(INPUT FOR THIS TASK begins)
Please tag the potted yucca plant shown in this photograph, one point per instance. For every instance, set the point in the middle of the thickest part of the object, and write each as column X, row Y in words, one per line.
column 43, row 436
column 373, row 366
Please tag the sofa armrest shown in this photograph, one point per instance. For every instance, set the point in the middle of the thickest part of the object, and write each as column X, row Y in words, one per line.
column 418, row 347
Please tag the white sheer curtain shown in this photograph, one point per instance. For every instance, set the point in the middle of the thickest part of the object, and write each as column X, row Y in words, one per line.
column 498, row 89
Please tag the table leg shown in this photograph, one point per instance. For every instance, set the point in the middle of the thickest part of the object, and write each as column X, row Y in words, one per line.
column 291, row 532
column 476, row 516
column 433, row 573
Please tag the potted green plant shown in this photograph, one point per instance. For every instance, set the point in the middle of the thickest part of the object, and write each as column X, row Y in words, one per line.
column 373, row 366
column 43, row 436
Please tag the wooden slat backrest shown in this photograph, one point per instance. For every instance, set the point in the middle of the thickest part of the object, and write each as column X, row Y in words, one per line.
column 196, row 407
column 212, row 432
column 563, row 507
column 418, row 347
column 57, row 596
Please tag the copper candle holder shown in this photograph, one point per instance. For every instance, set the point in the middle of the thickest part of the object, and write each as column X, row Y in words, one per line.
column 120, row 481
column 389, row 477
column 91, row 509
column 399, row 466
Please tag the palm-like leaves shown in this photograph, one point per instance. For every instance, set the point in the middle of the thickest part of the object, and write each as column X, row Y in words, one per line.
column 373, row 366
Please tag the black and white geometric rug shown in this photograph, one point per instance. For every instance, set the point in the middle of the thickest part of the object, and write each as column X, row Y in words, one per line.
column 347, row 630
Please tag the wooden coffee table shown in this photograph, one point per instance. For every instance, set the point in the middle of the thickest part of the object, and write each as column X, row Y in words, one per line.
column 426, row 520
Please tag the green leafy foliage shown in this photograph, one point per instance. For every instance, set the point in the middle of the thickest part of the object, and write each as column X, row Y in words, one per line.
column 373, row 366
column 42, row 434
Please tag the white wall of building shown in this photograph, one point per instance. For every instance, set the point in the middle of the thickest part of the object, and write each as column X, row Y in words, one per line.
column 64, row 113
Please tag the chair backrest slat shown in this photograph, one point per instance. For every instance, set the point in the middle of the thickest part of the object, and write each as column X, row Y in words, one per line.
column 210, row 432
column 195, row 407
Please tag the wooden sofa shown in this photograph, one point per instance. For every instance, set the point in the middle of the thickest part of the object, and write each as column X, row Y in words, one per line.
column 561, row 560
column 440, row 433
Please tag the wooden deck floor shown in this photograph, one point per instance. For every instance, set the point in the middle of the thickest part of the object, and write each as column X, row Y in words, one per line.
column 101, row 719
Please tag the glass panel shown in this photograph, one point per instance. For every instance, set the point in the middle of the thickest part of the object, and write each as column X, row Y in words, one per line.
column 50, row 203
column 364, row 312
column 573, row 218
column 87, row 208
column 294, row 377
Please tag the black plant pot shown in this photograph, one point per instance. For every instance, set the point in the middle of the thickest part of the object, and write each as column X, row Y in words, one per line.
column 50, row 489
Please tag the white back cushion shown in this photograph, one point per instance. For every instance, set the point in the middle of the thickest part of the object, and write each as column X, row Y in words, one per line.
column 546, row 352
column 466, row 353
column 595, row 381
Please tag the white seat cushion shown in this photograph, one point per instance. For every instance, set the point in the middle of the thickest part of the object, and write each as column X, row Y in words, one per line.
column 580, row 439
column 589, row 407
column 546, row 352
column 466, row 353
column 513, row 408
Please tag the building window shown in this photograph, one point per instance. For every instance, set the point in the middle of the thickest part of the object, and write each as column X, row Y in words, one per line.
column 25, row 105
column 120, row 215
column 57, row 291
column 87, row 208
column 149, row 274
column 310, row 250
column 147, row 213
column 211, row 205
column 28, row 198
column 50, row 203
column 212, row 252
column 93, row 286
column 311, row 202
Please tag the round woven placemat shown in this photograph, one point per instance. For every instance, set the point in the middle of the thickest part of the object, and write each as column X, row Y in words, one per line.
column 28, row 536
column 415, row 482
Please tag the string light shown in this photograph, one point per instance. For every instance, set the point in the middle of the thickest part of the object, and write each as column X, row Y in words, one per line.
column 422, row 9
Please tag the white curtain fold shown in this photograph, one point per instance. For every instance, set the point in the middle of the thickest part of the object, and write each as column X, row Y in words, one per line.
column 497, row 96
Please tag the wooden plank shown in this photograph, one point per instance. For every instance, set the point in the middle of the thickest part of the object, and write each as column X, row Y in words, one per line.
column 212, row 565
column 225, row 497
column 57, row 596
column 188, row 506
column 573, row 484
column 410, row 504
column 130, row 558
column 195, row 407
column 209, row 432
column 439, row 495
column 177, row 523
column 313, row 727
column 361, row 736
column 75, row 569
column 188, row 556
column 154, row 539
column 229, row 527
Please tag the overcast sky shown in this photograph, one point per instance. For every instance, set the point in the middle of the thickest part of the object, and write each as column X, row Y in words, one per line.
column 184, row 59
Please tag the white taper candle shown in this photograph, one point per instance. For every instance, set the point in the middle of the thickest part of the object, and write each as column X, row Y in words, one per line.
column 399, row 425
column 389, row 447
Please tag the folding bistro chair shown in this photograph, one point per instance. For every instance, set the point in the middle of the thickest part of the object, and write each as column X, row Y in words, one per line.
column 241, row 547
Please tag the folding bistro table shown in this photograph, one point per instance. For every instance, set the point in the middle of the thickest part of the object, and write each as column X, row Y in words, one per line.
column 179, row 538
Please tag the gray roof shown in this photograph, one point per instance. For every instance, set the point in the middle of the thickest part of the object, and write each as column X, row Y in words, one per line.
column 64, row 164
(INPUT FOR THIS TASK ends)
DESCRIPTION OF THE TASK:
The full set of records must be transcribed character for character.

EXPECTED ANSWER:
Please tag the potted yucca plant shown in this photograph, one point per instance. For every instance, set the point in the middle of the thickest part of the object, and write each as column X, row Y in words, one per line.
column 43, row 436
column 373, row 366
Please tag the sofa armrest shown in this photograph, one point per instance. For every instance, set the point in the middle of the thickest part of the object, and write each as column X, row Y in words, one per line.
column 418, row 347
Please tag the white sheer curtain shown in this photograph, one point per instance. For every instance, set the point in the middle of the thickest part of the object, and write each as column X, row Y in words, one per line.
column 498, row 89
Please tag the table leg shown in this photograph, one point per instance. For every instance, set the point in the middle of the thickest part of the object, and write each as column X, row Y in words, one per line.
column 291, row 532
column 476, row 516
column 433, row 573
Please tag the potted green plant shown in this photograph, one point per instance. For every instance, set the point in the middle of the thickest part of the object, and write each as column X, row Y in words, one per line.
column 373, row 366
column 43, row 436
Please tag the wooden slat backrest shown in this photograph, one point per instance. For every instance, set the point in the middle of the thickest part of the object, and write each as column X, row Y in words, one per line.
column 196, row 407
column 212, row 432
column 563, row 507
column 418, row 347
column 57, row 596
Please tag the copper candle holder shown in this photograph, one point per instance. For every instance, set the point in the middle of the thickest part of the object, and write each as column X, row Y in words, one per line.
column 120, row 481
column 389, row 477
column 91, row 509
column 399, row 466
Please tag the palm-like leaves shown in this photograph, one point per instance. For every instance, set the point in the middle of the thickest part of the object, and write each as column X, row Y in words, one per line.
column 373, row 366
Please tag the black and white geometric rug shown in this photograph, one point per instance. For every instance, set the point in the middle of the thickest part of the object, and write each as column X, row Y in words, one per line.
column 347, row 630
Please tag the wooden coffee table shown in this photograph, one point per instance. For every instance, set the point in the middle of the thickest part of the object, and write each as column X, row Y in words, one per line.
column 426, row 520
Please tag the green leafy foliage shown in this photograph, one point per instance. For every instance, set the point in the middle of the thickest part of the object, and write each as column X, row Y in words, one per line.
column 373, row 366
column 42, row 434
Please tag the white wall of building shown in this photograph, one point per instance. For every instance, set the point in the middle of the thickest part of the object, and write each as column X, row Y in words, one per line.
column 64, row 113
Please tag the chair backrest slat shown in this photograph, one point per instance. For every instance, set the point in the middle of the thickest part of the object, and write each as column X, row Y in words, one per line.
column 210, row 432
column 195, row 407
Please tag the wooden sofa shown in this photograph, one point per instance. For every instance, set the point in the middle of the thickest part of the object, and write each as column X, row Y in words, one per line.
column 561, row 560
column 440, row 433
Please tag the wooden deck floor shown in this photograph, one point per instance. For every instance, set the point in the middle of the thickest part of the object, and write each as column X, row Y in words, one per line.
column 101, row 719
Please tag the glass panel shown in this photograph, one point per instance. For every instance, set the point in the middle of the thickest part of the object, and write each as column X, row Y in words, one per line.
column 50, row 203
column 364, row 312
column 573, row 218
column 87, row 208
column 294, row 377
Please tag the black plant pot shown in this photograph, one point per instance. For every instance, set the point in the middle of the thickest part of the object, and write each as column X, row Y in words, one per line.
column 50, row 489
Please tag the white back cushion shown in this photograph, one point per instance. For every instance, set the point in the middle of the thickest part of the object, and write each as column X, row Y in words, one per line.
column 546, row 352
column 466, row 353
column 595, row 381
Please tag the white seat cushion shown in this photograph, one point per instance. For every instance, set the point in the middle of the thickest part of the object, and write each as column X, row Y in words, one per line.
column 580, row 439
column 589, row 407
column 546, row 352
column 466, row 353
column 513, row 408
Please tag the building window shown in this photograph, one point per instance. For every instance, set the point in the middle of the thickest part of the object, and write each as column X, row Y in words, one per line.
column 25, row 105
column 120, row 215
column 57, row 291
column 87, row 208
column 149, row 274
column 310, row 250
column 147, row 213
column 211, row 205
column 28, row 198
column 50, row 203
column 212, row 252
column 93, row 286
column 311, row 202
Please tag the round woven placemat shown in this photograph, one point per instance. For every instance, set the point in the middle of the thickest part of the object, and write each as column X, row Y in words, one per line.
column 28, row 536
column 415, row 482
Please tag the string light shown in this photograph, one point per instance. For every instance, set the point in the middle of the thickest part of the object, and write each as column X, row Y in words, one per line.
column 422, row 9
Please tag the white curtain fold shown in this photograph, one point per instance. For every instance, set the point in the middle of the thickest part of the object, and write each as column X, row Y in words, one per line.
column 497, row 96
Please tag the wooden plank shown in this photograph, one point per instance. For every instance, set the point in the middle of the thickest part of the object, and write each as column X, row Y in words, one per line.
column 212, row 565
column 225, row 497
column 57, row 596
column 188, row 506
column 573, row 484
column 410, row 504
column 130, row 558
column 195, row 407
column 209, row 432
column 439, row 495
column 177, row 523
column 313, row 727
column 361, row 736
column 75, row 569
column 188, row 556
column 154, row 539
column 229, row 527
Please tag the overcast sky shown in this photograph, one point per instance. For every instance, set the point in the middle of the thickest part of the object, and write each as column X, row Y in words, one per line.
column 184, row 59
Please tag the white taper candle shown in this photograph, one point per instance. For every instance, set the point in the middle of the thickest part of the object, and write each as column X, row Y in words, one per line.
column 399, row 425
column 389, row 447
Please tag the folding bistro chair shown in this photograph, one point per instance. For every instance, set the point in the middle of the thickest part of the object, and write each as column X, row Y in words, one per line.
column 241, row 547
Please tag the folding bistro table shown in this photograph, one point per instance. For every instance, set the point in the middle of the thickest part of the object, and write each as column X, row Y in words, one per line.
column 179, row 538
Please tag the gray roof shown in this photograph, one point per instance. For every instance, set the point in the middle of the thickest part of the object, and write each as column X, row Y in words, one per line.
column 64, row 164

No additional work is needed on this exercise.